Postby PFVA63 » Wed Jul 14, 2010 12:50 am

I guess maybe something to do with respect to dimensions is maybe to try some out yourslves. I live in a small Cape Cod style house and have a short hallway leading to me bedroom and bathroom. Its roughly 35 to 36 inches wide. I also have a stairwell where the stair width is only about 30inches wide. Here however, I typically rest my hands on the handrail or wall while climbing or descending the stairs.

Overall then, 35-36inches (plus an allowance for structure) is about the narrowest I would feel comfortable with walking down without fear of touching or accidentally brushing against a wall (with structure this is more or less equal to the minimum width of 1m that I had posted previously).

On a starship, depending on the way you envisage things in your games, you may also have control panels and/or hand rails extending into the passageway.

Perhaps a reasonable thing to do is to find a passageway in your houses or where you may work (or go to school) and see what it is like trying to walk down it carrying luggage, food trays, toolkits, weapons (or a reasonable facsimile thereof), backpacks and/or satchels (depending on how your players typically outfit their characters) and then see if that width works out OK, if if a wider space would be better.

Set problem.
Answer these questions from the forum post on passageway widths.
(a) How wide is the hallway that leads to the bedroom and bathroom?
(b) How wide are the stairs in the stairwell?
(c) What may extend into a passageway on a starship?

Listed entries.

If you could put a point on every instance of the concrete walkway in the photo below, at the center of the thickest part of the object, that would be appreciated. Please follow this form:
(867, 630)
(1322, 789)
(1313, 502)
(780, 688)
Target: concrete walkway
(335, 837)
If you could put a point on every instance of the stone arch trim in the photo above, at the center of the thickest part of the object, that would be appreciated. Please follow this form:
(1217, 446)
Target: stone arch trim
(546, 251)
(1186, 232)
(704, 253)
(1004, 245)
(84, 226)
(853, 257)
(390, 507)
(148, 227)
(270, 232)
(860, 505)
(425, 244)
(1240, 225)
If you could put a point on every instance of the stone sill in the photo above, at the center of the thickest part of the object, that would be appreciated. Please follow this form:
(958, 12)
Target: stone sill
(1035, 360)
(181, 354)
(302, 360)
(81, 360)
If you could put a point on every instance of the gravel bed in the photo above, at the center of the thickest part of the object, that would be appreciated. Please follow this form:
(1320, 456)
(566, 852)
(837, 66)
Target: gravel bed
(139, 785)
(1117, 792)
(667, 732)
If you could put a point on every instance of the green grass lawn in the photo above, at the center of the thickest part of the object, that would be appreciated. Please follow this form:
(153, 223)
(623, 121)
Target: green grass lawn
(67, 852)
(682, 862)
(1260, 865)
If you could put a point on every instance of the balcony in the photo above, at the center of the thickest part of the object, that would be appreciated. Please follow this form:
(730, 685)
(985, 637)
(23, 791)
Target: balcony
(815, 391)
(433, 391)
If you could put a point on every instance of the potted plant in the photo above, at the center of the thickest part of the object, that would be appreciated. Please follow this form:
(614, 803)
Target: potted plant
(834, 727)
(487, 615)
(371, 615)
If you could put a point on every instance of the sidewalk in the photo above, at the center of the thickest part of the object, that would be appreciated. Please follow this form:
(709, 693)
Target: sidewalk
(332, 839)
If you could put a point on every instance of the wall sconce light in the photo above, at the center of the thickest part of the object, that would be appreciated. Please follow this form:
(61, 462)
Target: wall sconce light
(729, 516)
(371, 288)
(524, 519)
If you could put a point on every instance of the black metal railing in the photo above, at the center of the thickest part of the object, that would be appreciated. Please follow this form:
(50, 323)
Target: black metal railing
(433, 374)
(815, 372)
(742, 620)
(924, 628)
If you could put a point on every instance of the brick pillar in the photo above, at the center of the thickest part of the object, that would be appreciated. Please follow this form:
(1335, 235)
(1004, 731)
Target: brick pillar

Task solution.
(a) Roughly 35 to 36 inches.
(b) About 30 inches.
(c) Control panels and/or hand rails.